During the second half of the 1920s - the beginning of the 1930s, the German settlers built 30 new villages in the southern districts of the Ukrainian SSR, 70 to 80 yards in each settlement, created dozens of farms, settled the German population in existing villages, settlements and hamlets (CSA SBPMU, f. 413, d. 1, с. 167, p. 3).

Along with the resettlement of the German peasants from the northern regions of the Ukrainian SSR in the south, the problem of increasing arable land in those southern German farms that were already on the verge of landlessness was solved. In 1925, a census of those farms that had land holdings of less than 16 desiatyns (17.4 hect.) was conducted in 1925 in order to find out the real agricultural security of the German peasantry of the southern districts of the Republic. Their statistics is illustrated in the table below (CSA SBPMU, f. 27, d. 8, с. 804, p. 301).
____
• Required work:
• 1. For each statement below, say whether it agrees with the passage on German settlers in the Ukrainian SSR. Answer yes or no, and quote the exact words from the passage that decide it.
(a) The German settlers built 30 new villages in the southern districts of the Ukrainian SSR.
(b) The 1925 census covered farms with land holdings of more than 16 desiatyns.
(c) German peasants were resettled from the southern regions to the northern regions of the Ukrainian SSR.
• 2. In the listing, rewrite the lines from the one with "green tree, each" through the one with "[(347, 125), (242, 47)]". Change "crop-scouting log" to "field survey log" and leave everything else as it is.

• Working data:
____
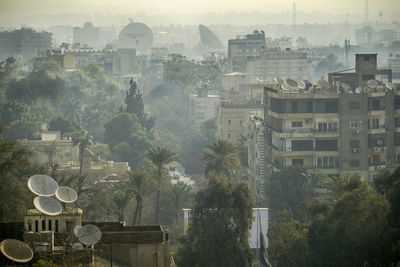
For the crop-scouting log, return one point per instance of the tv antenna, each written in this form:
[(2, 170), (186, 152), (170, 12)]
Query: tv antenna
[(42, 185)]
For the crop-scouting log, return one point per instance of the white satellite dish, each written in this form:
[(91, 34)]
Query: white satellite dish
[(372, 83), (16, 250), (76, 230), (278, 80), (89, 234), (302, 85), (42, 185), (291, 83), (66, 194), (47, 205), (77, 246), (323, 84)]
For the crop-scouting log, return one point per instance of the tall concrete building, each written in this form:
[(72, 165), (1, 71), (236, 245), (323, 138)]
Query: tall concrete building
[(242, 47), (25, 43), (88, 35), (347, 125)]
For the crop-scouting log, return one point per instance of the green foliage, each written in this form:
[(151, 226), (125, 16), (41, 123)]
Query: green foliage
[(288, 241), (218, 234), (160, 156), (221, 158)]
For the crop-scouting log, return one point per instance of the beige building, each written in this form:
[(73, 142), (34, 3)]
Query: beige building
[(348, 125), (51, 148)]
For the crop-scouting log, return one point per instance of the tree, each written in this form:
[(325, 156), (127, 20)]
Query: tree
[(288, 241), (219, 231), (15, 167), (160, 156), (222, 158), (353, 231), (121, 194)]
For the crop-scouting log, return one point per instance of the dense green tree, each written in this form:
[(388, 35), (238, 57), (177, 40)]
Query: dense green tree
[(290, 189), (288, 241), (160, 157), (219, 230), (351, 232), (221, 158)]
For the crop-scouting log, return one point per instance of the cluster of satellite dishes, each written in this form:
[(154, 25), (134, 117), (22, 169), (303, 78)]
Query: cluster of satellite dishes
[(45, 187), (292, 85)]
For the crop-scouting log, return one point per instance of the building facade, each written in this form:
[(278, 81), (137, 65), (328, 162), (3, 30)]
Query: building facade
[(350, 125), (25, 43)]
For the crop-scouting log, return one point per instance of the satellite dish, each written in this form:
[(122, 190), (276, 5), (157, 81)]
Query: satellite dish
[(76, 230), (77, 246), (16, 250), (66, 194), (285, 87), (89, 234), (302, 85), (372, 83), (278, 80), (390, 86), (323, 84), (47, 205), (42, 185), (291, 83)]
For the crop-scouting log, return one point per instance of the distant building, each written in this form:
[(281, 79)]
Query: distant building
[(242, 47), (87, 35), (348, 125), (51, 148), (273, 63), (203, 107), (25, 43)]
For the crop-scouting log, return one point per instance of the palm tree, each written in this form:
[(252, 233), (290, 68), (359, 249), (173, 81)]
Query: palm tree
[(138, 180), (121, 195), (178, 195), (160, 156), (222, 158)]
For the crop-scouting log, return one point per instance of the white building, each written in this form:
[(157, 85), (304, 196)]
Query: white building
[(202, 107)]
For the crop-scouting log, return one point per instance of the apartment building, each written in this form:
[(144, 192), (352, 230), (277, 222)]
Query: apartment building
[(347, 125), (242, 47)]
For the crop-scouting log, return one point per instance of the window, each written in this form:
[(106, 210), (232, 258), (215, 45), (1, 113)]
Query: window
[(375, 104), (354, 125), (354, 163), (327, 162), (302, 145), (297, 162), (354, 105), (294, 107), (297, 124), (355, 144), (397, 103), (326, 145)]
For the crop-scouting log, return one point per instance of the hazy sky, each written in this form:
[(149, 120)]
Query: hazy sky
[(16, 12), (150, 6)]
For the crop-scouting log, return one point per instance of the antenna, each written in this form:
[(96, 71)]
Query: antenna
[(42, 185), (16, 250), (89, 234), (47, 205), (66, 194)]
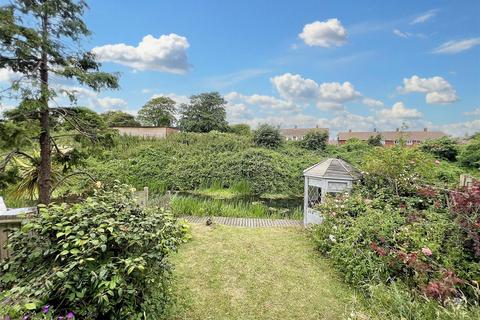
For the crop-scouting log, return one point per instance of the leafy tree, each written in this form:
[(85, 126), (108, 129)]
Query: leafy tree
[(158, 112), (315, 140), (375, 141), (444, 148), (240, 129), (119, 118), (470, 154), (267, 136), (38, 39), (204, 113)]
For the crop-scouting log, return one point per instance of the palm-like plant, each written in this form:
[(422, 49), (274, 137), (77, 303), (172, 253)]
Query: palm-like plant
[(29, 174)]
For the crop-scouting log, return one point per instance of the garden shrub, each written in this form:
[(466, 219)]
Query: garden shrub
[(404, 229), (397, 169), (470, 153), (188, 161), (100, 259), (443, 148)]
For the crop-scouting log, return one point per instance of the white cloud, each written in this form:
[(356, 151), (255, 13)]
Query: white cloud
[(330, 106), (399, 111), (407, 35), (179, 99), (452, 47), (372, 103), (268, 103), (230, 79), (91, 98), (437, 89), (294, 87), (238, 112), (425, 16), (335, 91), (400, 33), (475, 112), (166, 53), (460, 128), (325, 34), (109, 102)]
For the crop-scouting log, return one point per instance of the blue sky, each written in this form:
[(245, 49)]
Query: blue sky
[(339, 64)]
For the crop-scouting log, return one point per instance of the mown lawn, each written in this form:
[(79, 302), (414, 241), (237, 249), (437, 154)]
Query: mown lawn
[(262, 273)]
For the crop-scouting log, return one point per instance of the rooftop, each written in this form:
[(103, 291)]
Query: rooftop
[(333, 168), (300, 131), (392, 135)]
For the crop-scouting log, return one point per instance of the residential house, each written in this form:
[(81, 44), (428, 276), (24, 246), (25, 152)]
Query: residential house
[(297, 134), (391, 138), (153, 132)]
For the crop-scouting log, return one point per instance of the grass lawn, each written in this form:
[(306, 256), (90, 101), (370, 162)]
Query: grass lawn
[(259, 273)]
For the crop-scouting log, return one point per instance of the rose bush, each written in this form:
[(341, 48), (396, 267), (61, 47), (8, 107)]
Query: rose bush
[(402, 226)]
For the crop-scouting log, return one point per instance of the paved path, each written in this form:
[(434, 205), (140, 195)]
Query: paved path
[(246, 222)]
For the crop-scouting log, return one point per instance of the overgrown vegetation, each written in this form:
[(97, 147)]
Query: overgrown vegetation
[(189, 161), (191, 206), (408, 233), (104, 258)]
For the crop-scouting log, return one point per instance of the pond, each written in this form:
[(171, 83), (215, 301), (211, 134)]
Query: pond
[(242, 206)]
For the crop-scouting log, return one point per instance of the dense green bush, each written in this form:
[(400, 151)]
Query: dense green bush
[(100, 259), (188, 161), (267, 136), (240, 129), (470, 154), (399, 169), (442, 148), (403, 229)]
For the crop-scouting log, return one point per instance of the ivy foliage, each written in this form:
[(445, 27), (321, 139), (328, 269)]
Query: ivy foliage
[(100, 259)]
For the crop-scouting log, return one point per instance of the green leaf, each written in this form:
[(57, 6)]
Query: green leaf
[(30, 306)]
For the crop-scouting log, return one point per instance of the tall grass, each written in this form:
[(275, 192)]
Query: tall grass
[(215, 207), (225, 190)]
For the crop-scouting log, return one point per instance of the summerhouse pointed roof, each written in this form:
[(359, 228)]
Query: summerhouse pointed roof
[(333, 168)]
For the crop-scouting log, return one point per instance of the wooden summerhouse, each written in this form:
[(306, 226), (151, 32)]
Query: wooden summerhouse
[(327, 177)]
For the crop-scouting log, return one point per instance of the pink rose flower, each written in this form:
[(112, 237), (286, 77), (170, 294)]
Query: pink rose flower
[(426, 251)]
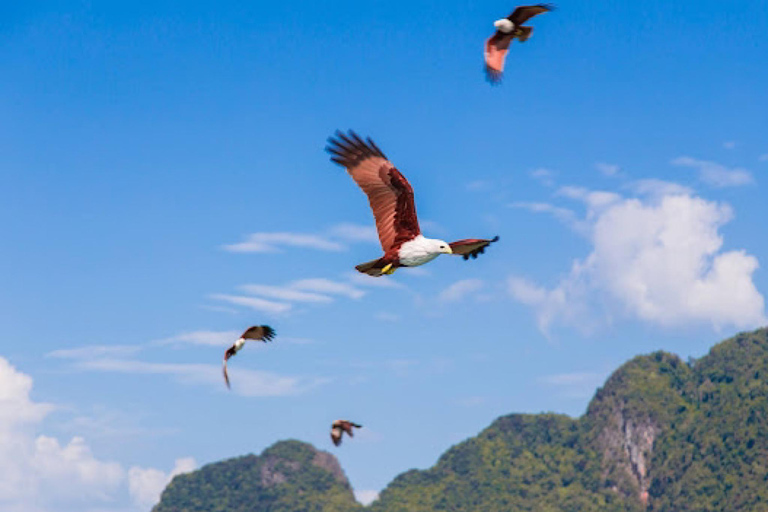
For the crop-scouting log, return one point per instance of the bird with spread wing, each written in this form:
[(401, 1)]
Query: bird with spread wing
[(258, 333), (391, 199), (338, 428), (507, 30)]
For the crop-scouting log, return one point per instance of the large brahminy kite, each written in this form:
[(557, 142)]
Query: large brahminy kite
[(339, 427), (391, 199), (507, 30), (258, 332)]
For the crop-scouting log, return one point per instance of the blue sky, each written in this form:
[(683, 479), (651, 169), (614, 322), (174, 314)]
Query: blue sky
[(142, 145)]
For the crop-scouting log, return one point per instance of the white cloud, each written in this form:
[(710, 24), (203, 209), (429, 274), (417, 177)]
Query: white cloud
[(284, 293), (255, 303), (356, 232), (544, 176), (714, 174), (608, 169), (245, 382), (461, 290), (95, 351), (146, 484), (40, 474), (274, 242), (659, 261), (321, 285), (366, 497), (657, 189), (204, 338)]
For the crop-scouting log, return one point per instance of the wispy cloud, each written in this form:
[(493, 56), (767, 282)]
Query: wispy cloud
[(274, 242), (288, 293), (332, 240), (95, 351), (642, 266), (544, 176), (574, 385), (203, 338), (715, 174), (608, 169), (461, 290), (328, 286), (255, 303), (244, 382)]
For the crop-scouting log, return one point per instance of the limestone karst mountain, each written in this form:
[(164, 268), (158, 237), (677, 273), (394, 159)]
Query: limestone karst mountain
[(661, 435)]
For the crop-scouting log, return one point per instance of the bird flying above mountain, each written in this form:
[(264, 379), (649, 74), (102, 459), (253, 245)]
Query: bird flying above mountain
[(391, 199), (258, 332), (338, 428), (507, 30)]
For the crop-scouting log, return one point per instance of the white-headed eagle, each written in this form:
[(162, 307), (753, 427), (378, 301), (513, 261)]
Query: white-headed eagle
[(391, 199), (258, 332), (338, 428), (507, 30)]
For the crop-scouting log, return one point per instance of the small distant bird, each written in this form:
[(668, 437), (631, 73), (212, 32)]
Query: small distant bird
[(391, 199), (339, 427), (507, 30), (258, 332)]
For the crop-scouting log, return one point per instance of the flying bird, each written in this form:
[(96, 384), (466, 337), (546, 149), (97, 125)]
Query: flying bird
[(391, 199), (339, 427), (507, 30), (258, 332)]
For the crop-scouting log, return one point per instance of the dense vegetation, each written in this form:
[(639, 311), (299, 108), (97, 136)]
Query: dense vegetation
[(289, 476), (660, 435)]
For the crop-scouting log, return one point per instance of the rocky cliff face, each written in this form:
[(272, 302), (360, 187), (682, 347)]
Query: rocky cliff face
[(660, 435)]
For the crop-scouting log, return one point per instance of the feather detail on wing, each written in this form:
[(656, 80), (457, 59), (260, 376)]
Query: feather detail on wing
[(259, 333), (526, 12), (226, 375), (471, 247), (389, 193), (496, 48)]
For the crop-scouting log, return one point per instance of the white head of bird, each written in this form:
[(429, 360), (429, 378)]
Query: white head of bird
[(504, 25), (421, 250)]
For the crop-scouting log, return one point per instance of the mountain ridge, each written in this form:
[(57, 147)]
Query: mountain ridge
[(660, 434)]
____
• Exercise answers:
• 1.
(a) Yes: "the German settlers built 30 new villages in the southern districts of the Ukrainian SSR"
(b) No: "a census of those farms that had land holdings of less than 16 desiatyns (17.4 hect.) was conducted"
(c) No: "the resettlement of the German peasants from the northern regions of the Ukrainian SSR in the south"

• 2.
For the field survey log, return one point per instance of the dense green tree, each written in this form:
[(388, 35), (238, 57), (177, 40)]
Query: dense green tree
[(290, 189), (288, 241), (160, 157), (219, 230), (351, 232), (221, 158)]
For the field survey log, return one point per instance of the cluster of satellite dishes, each written in this form:
[(154, 25), (134, 117), (22, 169), (303, 78)]
Query: cluster of satellite dishes
[(45, 187), (292, 85)]
For the field survey log, return one point per instance of the building facade, each written in this form:
[(278, 81), (137, 65), (328, 162), (3, 30)]
Query: building facade
[(350, 125), (25, 43)]
For the field survey log, return one point per instance of the satellite dish, each written in this form:
[(122, 190), (276, 5), (157, 81)]
Query: satellite dish
[(76, 230), (77, 246), (16, 250), (66, 194), (285, 87), (89, 234), (302, 85), (372, 83), (278, 80), (390, 86), (323, 84), (47, 205), (42, 185), (291, 83)]
For the field survey log, return one point per instance of the distant building, each written in this form:
[(281, 79)]
Query: distant building
[(242, 47), (87, 35), (348, 125), (51, 148), (273, 63), (203, 107), (25, 43)]
For the field survey log, return one point per instance of the palm tree, each written in this form:
[(252, 233), (290, 68), (359, 249), (173, 81)]
Query: palm tree
[(138, 180), (121, 195), (178, 195), (160, 156), (222, 158)]
For the field survey log, return one point per instance of the white building, each written in this form:
[(157, 85), (304, 196)]
Query: white building
[(202, 107)]
For the field survey log, return one point per instance of the apartment building, each written in this form:
[(144, 192), (352, 230), (277, 222)]
Query: apartment building
[(347, 125), (242, 47)]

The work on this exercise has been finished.